◆ **Given request**: Output the full listing below exactly, without the pictures.

---

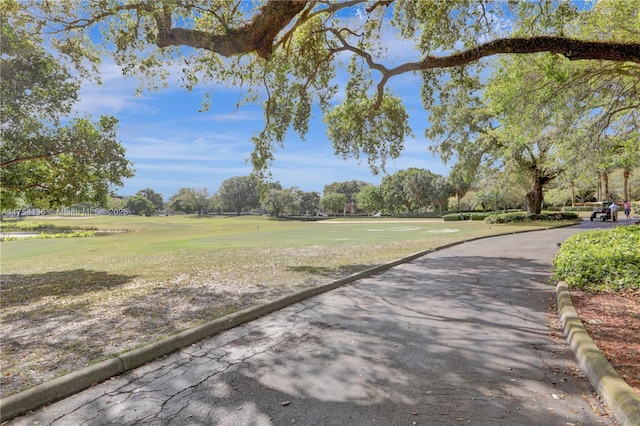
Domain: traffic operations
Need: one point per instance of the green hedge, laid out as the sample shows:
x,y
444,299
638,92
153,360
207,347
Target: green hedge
x,y
467,216
524,217
600,260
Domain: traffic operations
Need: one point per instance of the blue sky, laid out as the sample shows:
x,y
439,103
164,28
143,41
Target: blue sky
x,y
174,146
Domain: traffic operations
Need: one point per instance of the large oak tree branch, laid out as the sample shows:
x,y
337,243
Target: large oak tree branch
x,y
257,36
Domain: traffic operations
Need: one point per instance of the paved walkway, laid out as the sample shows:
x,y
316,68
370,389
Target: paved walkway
x,y
459,336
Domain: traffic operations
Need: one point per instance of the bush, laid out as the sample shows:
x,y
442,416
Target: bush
x,y
600,260
524,217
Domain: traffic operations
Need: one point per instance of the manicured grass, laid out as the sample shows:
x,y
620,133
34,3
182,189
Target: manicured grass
x,y
68,302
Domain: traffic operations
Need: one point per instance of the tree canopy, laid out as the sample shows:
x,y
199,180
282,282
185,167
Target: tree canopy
x,y
42,161
287,54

---

◆ **Solution to this problem**:
Domain: traffic operations
Need: one point per instance of the green hedge, laid out as the sample shows:
x,y
444,299
638,92
153,360
207,347
Target: green hedge
x,y
467,216
524,217
600,260
Domain: traffic operations
Need: one point per instance of the blue sky, laid out as the sample shows:
x,y
439,103
164,28
143,41
Target: blue sky
x,y
174,146
Domain: traffic operations
Need: one point per instance of the large oak tree branch, laid out as the sample shows:
x,y
337,243
Target: large oak tree branch
x,y
257,36
Domain: traffic operations
Need: one point per instance of the paved walkway, laid out as the sample shows:
x,y
316,68
370,389
Target: paved walkway
x,y
459,336
Domain: traffic operations
Need: one point per instance of the bush, laid out as the sample shows:
x,y
442,416
Target: bush
x,y
600,260
524,217
Domain: traffic operations
Need: one point per instance of the manicured grass, laid out as the sample shows:
x,y
620,133
34,3
182,189
Target: manicured grass
x,y
68,302
Domain: traffic operations
Need: one point per instance of the tree canopy, laid out as the sample shows:
x,y
199,180
282,282
185,167
Target: tree canopy
x,y
42,161
287,54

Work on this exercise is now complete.